The problem ::
Your task is to write out exactly the lines from the line containing "Locate every instance of the pearl" through the end of the records, inclusive at both ends.

○ ○ ○ ○

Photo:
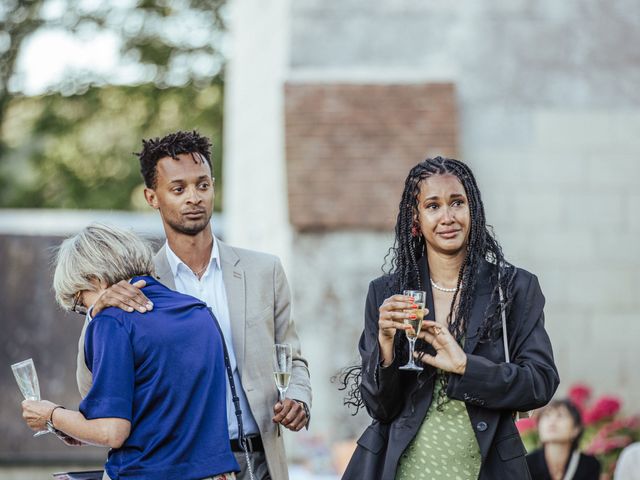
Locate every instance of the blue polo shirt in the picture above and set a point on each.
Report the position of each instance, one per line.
(164, 372)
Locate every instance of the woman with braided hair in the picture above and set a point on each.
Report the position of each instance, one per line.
(455, 418)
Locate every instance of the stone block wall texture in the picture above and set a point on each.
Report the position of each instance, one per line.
(349, 146)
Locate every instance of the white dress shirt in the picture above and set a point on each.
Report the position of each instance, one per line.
(210, 289)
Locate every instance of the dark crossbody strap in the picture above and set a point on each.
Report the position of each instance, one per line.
(234, 394)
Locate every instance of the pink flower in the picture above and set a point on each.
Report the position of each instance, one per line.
(601, 446)
(605, 407)
(526, 425)
(579, 394)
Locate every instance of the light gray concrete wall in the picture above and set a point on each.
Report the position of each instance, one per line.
(550, 123)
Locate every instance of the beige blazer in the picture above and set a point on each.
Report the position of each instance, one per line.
(260, 311)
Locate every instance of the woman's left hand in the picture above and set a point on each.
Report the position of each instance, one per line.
(449, 356)
(36, 413)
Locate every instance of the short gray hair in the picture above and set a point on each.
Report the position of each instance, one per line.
(99, 252)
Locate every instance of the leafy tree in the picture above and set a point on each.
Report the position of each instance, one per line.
(71, 147)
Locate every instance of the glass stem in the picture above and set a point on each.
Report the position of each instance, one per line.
(412, 344)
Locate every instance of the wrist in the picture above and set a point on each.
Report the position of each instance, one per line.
(462, 366)
(53, 410)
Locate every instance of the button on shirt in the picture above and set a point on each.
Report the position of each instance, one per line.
(210, 289)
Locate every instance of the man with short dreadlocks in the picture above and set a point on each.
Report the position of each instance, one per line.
(247, 292)
(482, 347)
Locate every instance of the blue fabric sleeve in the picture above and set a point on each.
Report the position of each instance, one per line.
(109, 356)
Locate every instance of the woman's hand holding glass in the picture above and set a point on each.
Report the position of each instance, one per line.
(393, 313)
(36, 413)
(449, 355)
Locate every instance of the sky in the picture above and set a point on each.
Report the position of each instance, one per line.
(50, 55)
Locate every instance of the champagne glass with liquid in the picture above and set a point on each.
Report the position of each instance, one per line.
(27, 378)
(419, 298)
(282, 358)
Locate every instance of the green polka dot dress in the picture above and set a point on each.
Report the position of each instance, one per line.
(445, 447)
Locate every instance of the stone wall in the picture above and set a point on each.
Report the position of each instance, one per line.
(549, 118)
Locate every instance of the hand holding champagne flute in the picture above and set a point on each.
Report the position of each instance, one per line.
(27, 378)
(282, 358)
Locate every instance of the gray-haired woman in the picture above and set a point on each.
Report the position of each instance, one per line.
(159, 384)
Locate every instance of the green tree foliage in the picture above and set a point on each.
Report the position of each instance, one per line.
(72, 147)
(77, 151)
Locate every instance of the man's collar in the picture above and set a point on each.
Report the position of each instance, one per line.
(175, 261)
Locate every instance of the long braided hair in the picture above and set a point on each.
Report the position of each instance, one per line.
(403, 273)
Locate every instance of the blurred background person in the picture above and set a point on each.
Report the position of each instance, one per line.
(158, 398)
(560, 428)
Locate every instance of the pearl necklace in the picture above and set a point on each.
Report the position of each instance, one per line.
(442, 289)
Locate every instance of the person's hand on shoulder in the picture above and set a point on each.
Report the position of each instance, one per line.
(291, 414)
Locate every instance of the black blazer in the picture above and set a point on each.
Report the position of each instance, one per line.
(588, 467)
(491, 388)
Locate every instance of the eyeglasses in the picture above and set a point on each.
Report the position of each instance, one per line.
(77, 306)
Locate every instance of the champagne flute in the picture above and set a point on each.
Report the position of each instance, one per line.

○ ○ ○ ○

The response ::
Locate every instance of the pearl necklace in the picture above and set a point on each.
Report the position of each instance, one per line.
(442, 289)
Locate every instance of the person's hand on shoulder in the picture above and set a point on each.
Report the position of each instance, one per line.
(291, 414)
Locate every instance of the black blazer in the picture above and set a point on each.
Report the position of each instance, one per line.
(588, 467)
(491, 388)
Locate every instance of the eyeglasses in the picture above and set a point on each.
Report the position of each instance, one per line.
(77, 306)
Locate every instance of the champagne flute in the picture above and set a point on each.
Report the position of each instance, one per line.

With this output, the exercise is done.